## [Work to complete]
Determine how many of the lines below contain the string "Query", and report only that count.

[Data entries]
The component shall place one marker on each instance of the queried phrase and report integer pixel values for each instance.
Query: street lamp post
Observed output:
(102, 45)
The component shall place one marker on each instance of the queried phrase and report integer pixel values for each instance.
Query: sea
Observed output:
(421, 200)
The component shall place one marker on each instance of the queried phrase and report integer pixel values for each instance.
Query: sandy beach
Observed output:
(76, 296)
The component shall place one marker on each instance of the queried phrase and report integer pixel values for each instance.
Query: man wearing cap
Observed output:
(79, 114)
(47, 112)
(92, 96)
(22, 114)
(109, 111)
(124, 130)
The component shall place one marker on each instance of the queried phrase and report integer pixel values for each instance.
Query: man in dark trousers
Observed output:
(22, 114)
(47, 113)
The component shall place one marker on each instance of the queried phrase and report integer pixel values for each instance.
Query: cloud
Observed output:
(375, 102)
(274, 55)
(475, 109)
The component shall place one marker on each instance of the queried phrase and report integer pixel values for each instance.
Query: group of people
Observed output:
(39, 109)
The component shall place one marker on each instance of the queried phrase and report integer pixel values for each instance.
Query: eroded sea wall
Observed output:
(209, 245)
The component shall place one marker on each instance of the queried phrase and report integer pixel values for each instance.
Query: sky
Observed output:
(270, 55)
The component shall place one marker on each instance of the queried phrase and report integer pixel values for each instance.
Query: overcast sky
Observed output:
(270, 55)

## [Exercise output]
10